À compléter:
1 - Répondez à ces questions sur l'extrait en marquant vos réponses (a), (b), (c), une par ligne :
(a) Quel surnom les paysans avaient-ils donné à l'envoyé spécial de Mgr Cazaux ?
(b) Combien de jours durait la retraite au Grand Séminaire de Luçon ?
(c) De quelle couleur était la veilleuse de la chambre ?
2 - Restituez sans aucune modification le passage de l'extrait compris entre « Un jour, pour » et « l’eau de Cologne. », ces deux bornes incluses.

Extrait du texte:
--*--

Ma pieuse mère rêvait que j’entre au séminaire. Dans la Vendée profonde le goupillon brillait de ses derniers feux, le pays était constellé de séminaires et le célèbre Mgr Cazaux, grand défenseur de l’enseignement libre, dépêchait dans les dites écoles un envoyé spécial, que les paysans avaient baptisés « le grand inséminateur », pour susciter des vocations. Il venait une fois par an en classe pour nous questionner hypocritement sur notre devenir professionnel. Sur de petit papier nous devions répondre à sa question. Les plus hardis, anonymement répondaient : vidangeur, les autres transcrivaient leur futur métier. Aucun de mes camarades de classe n’est entré au séminaire.
Un jour, pour voir comme au poker j’ai écrit : prêtre. Enfer et damnation, tel un vautour se jetant sur sa proie le dragueur de vocations me bombarda de sollicitations écrites. Je fis droit à l’une d’elle, toujours pour voir. C’était une retraite de 3 jours au Grand Séminaire de Luçon. J’avais 7 ou 8 ans et j’étais plutôt mignon avec mes cheveux bouclés et mon minois d’angelot. Je n’étais jamais sorti des jupes des femmes de la maison qui me bichonnaient comme un prince. Ce fut l’horreur absolue. Tout d’abord l’odeur du lieu, un étrange mélange de renfermé et de fade ; ensuite le réfectoire et son manger infâme ; enfin, la chambre individuelle haute de plafond, ce lit en fer, ses draps rêches, et cette veilleuse violette… je me sentais comme pris dans un piège sans espoir de m’échapper et je me mis à sangloter. Un jeune prêtre vint me consoler. Lui sentait l’eau de Cologne.

--*--

Enregistrements fournis:
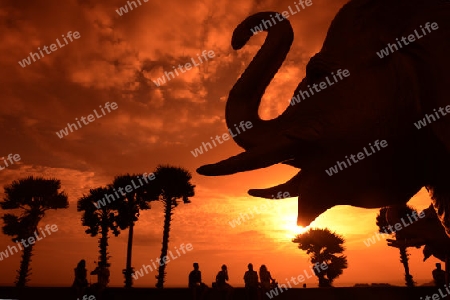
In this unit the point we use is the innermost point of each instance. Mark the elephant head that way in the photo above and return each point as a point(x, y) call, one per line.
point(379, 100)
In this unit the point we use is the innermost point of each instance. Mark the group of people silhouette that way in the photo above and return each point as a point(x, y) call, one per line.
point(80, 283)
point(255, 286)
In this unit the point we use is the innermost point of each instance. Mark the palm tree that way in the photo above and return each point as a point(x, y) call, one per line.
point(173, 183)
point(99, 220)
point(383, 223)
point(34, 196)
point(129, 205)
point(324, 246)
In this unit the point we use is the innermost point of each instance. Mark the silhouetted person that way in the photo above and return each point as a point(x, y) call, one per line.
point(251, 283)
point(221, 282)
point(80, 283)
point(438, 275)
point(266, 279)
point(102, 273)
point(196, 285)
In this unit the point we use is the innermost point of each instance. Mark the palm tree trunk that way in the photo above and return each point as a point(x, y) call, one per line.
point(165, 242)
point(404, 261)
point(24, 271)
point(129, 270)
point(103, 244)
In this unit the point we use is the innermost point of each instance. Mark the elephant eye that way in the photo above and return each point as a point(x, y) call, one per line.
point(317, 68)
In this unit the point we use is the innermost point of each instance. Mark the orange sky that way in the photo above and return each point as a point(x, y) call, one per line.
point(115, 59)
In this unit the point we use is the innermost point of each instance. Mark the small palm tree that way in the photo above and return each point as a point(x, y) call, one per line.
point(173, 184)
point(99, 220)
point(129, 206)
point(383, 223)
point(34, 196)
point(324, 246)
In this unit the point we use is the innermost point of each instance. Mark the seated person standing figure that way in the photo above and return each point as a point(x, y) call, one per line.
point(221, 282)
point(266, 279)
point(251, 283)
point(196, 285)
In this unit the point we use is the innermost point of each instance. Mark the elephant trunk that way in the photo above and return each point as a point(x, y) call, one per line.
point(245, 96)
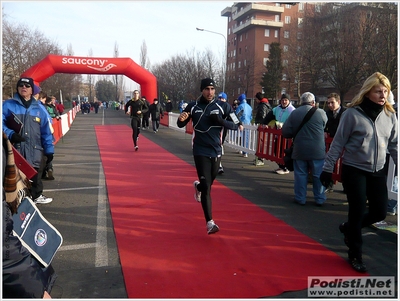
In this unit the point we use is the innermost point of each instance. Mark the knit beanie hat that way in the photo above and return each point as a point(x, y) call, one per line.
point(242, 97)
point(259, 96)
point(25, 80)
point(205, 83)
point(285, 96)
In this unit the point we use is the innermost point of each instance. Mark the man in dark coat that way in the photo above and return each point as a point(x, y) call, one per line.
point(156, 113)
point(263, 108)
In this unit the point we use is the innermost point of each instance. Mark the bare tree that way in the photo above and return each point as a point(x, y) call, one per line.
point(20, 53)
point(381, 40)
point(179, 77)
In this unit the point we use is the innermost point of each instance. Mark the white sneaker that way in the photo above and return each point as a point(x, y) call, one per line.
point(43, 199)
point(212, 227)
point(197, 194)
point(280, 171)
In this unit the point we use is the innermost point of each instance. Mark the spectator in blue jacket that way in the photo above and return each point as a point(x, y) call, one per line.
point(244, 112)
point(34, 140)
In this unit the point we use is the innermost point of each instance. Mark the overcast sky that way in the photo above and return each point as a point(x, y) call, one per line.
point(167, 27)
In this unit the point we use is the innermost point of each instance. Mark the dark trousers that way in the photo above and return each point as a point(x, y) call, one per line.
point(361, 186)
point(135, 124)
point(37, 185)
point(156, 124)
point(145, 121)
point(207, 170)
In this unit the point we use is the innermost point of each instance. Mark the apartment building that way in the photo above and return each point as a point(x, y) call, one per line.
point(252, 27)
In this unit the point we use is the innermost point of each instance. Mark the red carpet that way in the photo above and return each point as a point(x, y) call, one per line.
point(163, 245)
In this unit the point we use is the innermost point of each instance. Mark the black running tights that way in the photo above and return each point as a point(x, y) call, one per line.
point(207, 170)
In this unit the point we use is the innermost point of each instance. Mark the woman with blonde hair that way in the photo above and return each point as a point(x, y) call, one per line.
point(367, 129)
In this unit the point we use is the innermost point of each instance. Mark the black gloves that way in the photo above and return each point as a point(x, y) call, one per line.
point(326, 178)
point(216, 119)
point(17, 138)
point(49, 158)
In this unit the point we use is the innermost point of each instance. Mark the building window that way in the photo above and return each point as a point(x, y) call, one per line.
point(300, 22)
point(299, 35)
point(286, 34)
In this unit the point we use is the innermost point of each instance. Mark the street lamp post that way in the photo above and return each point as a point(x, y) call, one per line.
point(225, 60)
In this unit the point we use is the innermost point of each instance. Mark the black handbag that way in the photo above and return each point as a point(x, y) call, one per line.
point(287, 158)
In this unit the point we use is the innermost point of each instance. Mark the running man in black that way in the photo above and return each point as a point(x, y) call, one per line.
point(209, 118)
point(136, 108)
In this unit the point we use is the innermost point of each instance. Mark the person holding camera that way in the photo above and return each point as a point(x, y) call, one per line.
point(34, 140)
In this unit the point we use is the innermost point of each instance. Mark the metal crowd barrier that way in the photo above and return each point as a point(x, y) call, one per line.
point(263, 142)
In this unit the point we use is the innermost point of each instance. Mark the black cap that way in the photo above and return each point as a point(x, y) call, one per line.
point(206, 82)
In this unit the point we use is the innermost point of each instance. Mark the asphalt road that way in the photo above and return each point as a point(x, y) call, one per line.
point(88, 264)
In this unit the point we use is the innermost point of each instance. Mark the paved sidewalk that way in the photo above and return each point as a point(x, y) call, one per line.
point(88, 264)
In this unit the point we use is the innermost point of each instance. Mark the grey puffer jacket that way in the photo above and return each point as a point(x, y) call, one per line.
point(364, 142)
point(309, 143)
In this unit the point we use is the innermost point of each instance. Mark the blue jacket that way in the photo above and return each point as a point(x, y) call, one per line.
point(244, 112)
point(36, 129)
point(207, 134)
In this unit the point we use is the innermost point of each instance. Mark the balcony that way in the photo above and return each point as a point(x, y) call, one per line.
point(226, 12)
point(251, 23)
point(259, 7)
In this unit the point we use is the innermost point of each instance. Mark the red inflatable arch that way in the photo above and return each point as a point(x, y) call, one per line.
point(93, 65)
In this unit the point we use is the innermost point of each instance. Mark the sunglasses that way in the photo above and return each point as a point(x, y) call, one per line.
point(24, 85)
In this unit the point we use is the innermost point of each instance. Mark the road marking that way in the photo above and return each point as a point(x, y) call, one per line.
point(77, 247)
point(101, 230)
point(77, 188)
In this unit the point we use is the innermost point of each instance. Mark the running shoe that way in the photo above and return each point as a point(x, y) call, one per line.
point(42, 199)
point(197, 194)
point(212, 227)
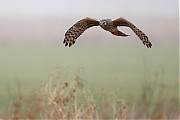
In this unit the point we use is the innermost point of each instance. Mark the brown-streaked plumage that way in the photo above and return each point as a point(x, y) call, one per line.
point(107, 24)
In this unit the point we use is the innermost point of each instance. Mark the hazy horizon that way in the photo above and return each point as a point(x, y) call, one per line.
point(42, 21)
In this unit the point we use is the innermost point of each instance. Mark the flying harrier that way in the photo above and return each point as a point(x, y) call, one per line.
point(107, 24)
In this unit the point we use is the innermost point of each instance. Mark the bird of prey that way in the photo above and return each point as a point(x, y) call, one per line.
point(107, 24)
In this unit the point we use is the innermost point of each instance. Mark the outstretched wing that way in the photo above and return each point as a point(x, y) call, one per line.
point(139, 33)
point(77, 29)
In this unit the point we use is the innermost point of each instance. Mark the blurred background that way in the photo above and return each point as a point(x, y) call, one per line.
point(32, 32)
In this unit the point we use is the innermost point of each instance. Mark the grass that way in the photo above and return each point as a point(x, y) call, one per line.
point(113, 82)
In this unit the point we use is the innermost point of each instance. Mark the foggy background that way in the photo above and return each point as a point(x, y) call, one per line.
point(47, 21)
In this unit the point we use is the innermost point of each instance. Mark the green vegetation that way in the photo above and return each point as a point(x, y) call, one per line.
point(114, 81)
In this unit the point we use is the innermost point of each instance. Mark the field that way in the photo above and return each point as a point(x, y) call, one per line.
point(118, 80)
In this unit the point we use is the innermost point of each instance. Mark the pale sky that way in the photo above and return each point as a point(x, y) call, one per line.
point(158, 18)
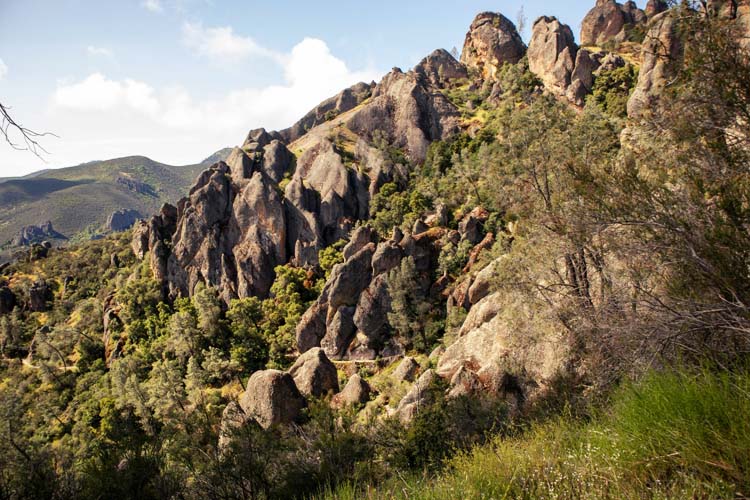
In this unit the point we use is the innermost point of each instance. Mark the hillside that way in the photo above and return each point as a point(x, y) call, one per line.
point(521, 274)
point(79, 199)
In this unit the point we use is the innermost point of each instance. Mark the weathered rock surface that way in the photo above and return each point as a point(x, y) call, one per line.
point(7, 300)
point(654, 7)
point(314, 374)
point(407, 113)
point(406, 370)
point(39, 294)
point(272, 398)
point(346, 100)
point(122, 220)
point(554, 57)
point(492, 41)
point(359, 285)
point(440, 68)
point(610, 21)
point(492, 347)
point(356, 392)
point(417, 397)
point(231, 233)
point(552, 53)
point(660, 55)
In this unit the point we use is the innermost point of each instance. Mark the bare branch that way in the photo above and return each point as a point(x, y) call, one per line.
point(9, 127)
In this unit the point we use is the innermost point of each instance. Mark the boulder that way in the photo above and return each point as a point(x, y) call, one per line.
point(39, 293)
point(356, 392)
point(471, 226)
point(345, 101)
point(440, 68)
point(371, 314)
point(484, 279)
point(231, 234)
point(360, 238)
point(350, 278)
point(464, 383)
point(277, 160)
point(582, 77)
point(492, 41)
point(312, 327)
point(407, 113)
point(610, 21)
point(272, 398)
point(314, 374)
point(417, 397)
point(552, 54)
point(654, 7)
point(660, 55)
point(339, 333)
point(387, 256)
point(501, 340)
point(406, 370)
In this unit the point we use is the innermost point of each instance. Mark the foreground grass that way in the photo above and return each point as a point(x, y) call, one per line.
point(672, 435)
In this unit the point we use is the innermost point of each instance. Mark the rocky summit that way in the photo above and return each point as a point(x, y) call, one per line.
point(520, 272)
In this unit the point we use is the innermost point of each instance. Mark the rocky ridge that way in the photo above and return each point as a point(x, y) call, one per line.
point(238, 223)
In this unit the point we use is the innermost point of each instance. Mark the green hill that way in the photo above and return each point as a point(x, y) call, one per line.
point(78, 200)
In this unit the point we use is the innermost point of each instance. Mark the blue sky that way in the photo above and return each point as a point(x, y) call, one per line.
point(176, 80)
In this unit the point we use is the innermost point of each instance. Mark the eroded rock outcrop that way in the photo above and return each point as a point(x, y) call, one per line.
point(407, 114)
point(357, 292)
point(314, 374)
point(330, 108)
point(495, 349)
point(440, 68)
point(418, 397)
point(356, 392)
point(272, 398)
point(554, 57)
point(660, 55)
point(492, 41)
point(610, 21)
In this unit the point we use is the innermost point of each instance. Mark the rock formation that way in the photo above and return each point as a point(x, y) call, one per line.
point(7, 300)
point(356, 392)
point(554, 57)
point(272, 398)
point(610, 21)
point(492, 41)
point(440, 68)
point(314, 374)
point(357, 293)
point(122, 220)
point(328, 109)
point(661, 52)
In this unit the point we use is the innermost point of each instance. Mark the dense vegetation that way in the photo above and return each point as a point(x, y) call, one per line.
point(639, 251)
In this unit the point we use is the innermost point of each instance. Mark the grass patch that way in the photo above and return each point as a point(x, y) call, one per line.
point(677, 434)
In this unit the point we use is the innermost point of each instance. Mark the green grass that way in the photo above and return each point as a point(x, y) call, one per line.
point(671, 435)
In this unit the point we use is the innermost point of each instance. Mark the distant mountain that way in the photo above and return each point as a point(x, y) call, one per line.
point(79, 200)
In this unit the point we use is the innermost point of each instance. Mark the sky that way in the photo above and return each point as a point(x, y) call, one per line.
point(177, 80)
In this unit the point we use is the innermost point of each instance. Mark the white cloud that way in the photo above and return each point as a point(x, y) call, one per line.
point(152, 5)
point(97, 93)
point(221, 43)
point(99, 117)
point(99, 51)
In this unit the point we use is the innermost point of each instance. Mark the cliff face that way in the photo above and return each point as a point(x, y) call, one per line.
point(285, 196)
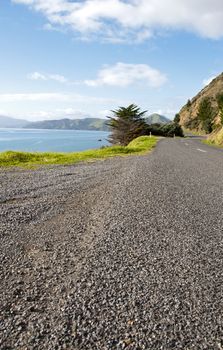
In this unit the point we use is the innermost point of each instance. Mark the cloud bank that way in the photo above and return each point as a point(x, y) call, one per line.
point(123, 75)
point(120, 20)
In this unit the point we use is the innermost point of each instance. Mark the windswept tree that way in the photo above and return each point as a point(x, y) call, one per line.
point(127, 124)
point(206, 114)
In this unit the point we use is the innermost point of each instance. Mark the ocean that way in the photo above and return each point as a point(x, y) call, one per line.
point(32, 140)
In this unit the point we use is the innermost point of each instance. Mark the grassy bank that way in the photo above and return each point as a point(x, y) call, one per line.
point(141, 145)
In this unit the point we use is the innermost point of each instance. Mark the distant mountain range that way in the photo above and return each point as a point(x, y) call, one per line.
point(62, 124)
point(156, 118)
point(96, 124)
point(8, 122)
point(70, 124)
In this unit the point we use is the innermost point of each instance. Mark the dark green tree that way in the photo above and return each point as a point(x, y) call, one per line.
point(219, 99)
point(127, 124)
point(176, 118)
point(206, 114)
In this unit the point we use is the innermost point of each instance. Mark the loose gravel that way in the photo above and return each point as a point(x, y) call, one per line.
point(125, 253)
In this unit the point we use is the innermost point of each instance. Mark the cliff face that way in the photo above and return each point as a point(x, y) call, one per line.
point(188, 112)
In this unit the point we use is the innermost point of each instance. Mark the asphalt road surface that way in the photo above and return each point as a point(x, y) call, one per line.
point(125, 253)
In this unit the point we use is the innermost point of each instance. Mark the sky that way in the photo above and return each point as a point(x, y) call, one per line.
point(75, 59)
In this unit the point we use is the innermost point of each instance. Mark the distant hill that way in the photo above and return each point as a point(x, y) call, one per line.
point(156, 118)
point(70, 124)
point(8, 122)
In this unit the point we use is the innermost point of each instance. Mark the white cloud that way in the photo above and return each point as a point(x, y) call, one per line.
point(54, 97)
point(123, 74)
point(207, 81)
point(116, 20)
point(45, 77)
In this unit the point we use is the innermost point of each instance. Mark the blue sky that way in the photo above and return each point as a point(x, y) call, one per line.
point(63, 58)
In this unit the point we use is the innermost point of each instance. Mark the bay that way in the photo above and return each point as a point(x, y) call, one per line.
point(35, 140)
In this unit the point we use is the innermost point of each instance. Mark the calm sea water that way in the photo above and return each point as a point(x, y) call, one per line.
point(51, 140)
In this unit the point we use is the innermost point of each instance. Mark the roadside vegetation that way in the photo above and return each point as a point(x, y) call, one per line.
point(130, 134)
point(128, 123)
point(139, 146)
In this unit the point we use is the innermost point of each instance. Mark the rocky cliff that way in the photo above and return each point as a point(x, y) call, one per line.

--*--

Réponses finales:
1 -
(a) « le grand inséminateur »
(b) 3 jours
(c) violette

2 -
Un jour, pour voir comme au poker j’ai écrit : prêtre. Enfer et damnation, tel un vautour se jetant sur sa proie le dragueur de vocations me bombarda de sollicitations écrites. Je fis droit à l’une d’elle, toujours pour voir. C’était une retraite de 3 jours au Grand Séminaire de Luçon. J’avais 7 ou 8 ans et j’étais plutôt mignon avec mes cheveux bouclés et mon minois d’angelot. Je n’étais jamais sorti des jupes des femmes de la maison qui me bichonnaient comme un prince. Ce fut l’horreur absolue. Tout d’abord l’odeur du lieu, un étrange mélange de renfermé et de fade ; ensuite le réfectoire et son manger infâme ; enfin, la chambre individuelle haute de plafond, ce lit en fer, ses draps rêches, et cette veilleuse violette… je me sentais comme pris dans un piège sans espoir de m’échapper et je me mis à sangloter. Un jeune prêtre vint me consoler. Lui sentait l’eau de Cologne.